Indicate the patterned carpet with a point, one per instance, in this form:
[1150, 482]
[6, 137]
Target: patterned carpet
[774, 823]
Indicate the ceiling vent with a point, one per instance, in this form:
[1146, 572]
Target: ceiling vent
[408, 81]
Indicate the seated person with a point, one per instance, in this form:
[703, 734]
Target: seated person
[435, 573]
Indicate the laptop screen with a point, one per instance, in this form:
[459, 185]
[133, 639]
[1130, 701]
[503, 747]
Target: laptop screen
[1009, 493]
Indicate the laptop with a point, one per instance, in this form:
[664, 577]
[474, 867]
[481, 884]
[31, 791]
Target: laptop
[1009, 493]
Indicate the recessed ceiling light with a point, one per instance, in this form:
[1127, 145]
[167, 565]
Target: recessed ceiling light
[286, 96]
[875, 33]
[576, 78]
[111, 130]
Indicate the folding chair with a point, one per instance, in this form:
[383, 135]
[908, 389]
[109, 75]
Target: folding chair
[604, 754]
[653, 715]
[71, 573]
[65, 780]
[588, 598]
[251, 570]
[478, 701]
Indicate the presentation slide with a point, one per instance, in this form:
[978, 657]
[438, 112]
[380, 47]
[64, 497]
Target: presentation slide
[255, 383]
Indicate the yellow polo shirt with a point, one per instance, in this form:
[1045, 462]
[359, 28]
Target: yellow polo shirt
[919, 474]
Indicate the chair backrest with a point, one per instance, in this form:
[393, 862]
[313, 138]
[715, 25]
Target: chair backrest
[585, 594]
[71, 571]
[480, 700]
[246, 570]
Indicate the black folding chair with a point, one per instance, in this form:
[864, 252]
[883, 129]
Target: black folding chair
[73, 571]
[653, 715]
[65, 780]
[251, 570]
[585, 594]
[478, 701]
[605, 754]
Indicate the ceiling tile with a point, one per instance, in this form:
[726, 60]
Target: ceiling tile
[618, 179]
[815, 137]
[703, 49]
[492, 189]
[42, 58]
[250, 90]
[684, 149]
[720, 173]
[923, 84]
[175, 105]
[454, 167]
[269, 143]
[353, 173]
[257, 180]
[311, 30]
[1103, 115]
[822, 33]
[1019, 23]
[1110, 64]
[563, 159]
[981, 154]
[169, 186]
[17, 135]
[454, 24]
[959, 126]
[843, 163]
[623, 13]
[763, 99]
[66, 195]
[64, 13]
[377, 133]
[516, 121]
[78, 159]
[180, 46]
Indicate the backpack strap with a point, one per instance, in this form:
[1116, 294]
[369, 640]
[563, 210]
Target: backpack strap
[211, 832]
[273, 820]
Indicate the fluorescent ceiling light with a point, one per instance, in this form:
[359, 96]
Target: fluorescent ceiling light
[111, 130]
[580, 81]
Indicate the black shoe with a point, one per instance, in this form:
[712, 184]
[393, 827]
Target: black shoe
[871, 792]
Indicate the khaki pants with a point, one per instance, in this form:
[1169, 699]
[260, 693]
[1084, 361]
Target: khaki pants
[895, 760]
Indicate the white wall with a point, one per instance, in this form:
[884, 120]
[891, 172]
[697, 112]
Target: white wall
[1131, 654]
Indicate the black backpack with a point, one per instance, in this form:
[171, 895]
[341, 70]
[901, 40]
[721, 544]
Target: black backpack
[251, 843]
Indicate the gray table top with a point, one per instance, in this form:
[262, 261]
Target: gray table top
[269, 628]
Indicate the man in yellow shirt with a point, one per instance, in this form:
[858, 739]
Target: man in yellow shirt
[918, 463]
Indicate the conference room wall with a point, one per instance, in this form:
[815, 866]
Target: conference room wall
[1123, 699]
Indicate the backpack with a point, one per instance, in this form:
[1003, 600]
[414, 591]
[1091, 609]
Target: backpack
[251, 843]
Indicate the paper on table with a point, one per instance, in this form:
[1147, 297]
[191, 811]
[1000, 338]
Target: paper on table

————

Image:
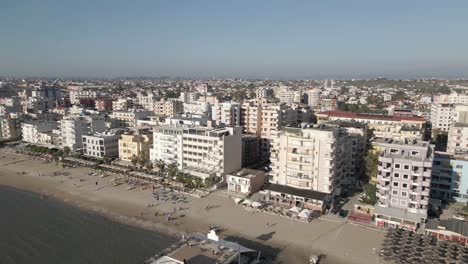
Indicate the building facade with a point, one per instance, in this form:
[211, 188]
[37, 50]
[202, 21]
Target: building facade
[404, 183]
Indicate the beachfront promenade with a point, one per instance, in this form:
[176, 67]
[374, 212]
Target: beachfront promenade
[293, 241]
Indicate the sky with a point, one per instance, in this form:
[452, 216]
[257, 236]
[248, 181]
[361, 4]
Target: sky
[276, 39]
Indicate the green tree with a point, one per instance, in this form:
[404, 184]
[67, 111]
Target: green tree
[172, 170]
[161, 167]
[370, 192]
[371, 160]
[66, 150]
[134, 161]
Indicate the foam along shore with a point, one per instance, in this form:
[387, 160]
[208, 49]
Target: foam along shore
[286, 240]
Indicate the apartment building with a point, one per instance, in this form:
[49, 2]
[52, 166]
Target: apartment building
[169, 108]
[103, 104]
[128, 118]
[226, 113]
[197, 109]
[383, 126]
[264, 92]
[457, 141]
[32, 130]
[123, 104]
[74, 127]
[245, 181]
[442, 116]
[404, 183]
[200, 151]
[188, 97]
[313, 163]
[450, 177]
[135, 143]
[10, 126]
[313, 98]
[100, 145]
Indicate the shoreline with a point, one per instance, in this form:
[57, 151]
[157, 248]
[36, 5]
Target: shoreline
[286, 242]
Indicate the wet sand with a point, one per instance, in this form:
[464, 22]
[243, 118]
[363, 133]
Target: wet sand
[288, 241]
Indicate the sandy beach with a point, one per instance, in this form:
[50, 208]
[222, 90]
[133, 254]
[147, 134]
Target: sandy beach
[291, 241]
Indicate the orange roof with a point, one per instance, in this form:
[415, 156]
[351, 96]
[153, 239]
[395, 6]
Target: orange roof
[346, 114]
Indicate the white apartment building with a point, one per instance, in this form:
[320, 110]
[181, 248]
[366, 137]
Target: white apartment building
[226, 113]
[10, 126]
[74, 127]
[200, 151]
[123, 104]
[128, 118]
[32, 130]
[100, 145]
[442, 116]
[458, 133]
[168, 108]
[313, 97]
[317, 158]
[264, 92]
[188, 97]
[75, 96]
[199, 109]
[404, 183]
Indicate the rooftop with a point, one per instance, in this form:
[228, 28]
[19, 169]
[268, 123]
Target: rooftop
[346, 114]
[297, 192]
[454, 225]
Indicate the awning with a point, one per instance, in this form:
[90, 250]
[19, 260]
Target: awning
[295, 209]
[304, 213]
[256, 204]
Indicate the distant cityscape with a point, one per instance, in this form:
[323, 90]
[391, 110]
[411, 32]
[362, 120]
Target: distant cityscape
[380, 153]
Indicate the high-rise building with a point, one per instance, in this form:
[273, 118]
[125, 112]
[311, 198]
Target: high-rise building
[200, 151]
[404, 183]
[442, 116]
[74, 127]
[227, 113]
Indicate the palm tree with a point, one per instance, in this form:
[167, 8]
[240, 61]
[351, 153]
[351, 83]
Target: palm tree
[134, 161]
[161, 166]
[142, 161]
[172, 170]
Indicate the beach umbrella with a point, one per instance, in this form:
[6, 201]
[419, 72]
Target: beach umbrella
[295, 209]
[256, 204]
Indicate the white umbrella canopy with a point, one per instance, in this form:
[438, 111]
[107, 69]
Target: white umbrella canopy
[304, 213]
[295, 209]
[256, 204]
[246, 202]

————

▶ **YOUR GOAL**: Filter the listing above down to every line that contains the word "patterned", and copy those lines.

▶ **COMPLETE ANSWER**:
Indicate the patterned carpet with a point, one per instance, in this form:
Target: patterned carpet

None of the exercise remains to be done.